# start of MATERIAL SUPPLIED
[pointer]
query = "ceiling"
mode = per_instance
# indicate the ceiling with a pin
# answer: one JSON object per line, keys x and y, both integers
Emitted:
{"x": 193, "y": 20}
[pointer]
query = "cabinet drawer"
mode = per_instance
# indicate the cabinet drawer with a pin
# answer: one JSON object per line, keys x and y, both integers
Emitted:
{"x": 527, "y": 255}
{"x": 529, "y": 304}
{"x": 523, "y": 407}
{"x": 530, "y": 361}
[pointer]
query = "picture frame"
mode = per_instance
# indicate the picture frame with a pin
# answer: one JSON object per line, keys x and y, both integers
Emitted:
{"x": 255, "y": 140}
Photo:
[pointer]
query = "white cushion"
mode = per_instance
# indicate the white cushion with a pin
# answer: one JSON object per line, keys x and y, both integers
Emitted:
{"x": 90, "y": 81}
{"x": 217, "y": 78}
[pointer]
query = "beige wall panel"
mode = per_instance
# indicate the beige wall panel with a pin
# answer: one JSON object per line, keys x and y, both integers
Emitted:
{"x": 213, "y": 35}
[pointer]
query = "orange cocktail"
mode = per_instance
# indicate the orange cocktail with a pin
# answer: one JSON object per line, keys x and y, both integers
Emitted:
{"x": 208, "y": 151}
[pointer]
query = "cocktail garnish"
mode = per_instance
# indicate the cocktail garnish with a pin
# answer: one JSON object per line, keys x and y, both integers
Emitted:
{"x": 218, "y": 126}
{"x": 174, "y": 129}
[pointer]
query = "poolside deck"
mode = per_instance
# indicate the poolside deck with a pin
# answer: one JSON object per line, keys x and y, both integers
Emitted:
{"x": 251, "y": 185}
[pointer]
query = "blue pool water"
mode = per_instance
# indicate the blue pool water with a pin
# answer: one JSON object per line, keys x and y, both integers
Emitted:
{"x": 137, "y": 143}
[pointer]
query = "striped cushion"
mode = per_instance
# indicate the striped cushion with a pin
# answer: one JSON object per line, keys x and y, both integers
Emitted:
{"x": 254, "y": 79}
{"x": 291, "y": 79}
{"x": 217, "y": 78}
# end of MATERIAL SUPPLIED
**GIVEN INSTRUCTION:** The records above should be restated word for word, please.

**WRITTEN SOLUTION:**
[pointer]
query = "ceiling"
mode = per_instance
# indicate the ceiling with a pin
# answer: one JSON object per line, keys x and y, both integers
Emitted:
{"x": 193, "y": 20}
[pointer]
query = "cabinet drawer"
mode = per_instance
# indicate the cabinet drawer with a pin
# answer: one JSON object per line, keys x and y, both integers
Emitted:
{"x": 527, "y": 255}
{"x": 529, "y": 304}
{"x": 523, "y": 407}
{"x": 530, "y": 361}
[pointer]
query = "picture frame"
mode = per_instance
# indicate the picture frame with a pin
# answer: one JSON object per line, keys x and y, both integers
Emitted:
{"x": 255, "y": 140}
Photo:
[pointer]
query = "white cushion"
mode = per_instance
# indicate the white cushion with a pin
# answer: one JSON object per line, keys x and y, both integers
Emitted:
{"x": 90, "y": 81}
{"x": 217, "y": 78}
[pointer]
query = "beige wall panel"
mode = per_instance
# indicate the beige wall panel with a pin
# answer: one JSON object per line, keys x and y, both integers
Emitted:
{"x": 213, "y": 35}
[pointer]
query = "orange cocktail"
mode = per_instance
# indicate the orange cocktail with a pin
# answer: one JSON object per line, keys x and y, both integers
Emitted:
{"x": 208, "y": 151}
[pointer]
query = "cocktail garnish"
mode = per_instance
# indicate the cocktail garnish with a pin
# answer: one JSON object per line, keys x and y, both integers
Emitted:
{"x": 218, "y": 126}
{"x": 174, "y": 129}
[pointer]
query = "poolside deck"
mode = per_instance
# indicate the poolside deck with a pin
# answer: one JSON object per line, keys x and y, both integers
Emitted:
{"x": 251, "y": 185}
[pointer]
query = "blue pool water"
mode = per_instance
# indicate the blue pool water with a pin
# answer: one JSON object per line, keys x and y, both integers
Emitted:
{"x": 137, "y": 143}
[pointer]
query = "striped cushion"
mode = per_instance
# indicate the striped cushion with a pin
# answer: one JSON object per line, keys x and y, both integers
Emitted:
{"x": 254, "y": 79}
{"x": 291, "y": 79}
{"x": 217, "y": 78}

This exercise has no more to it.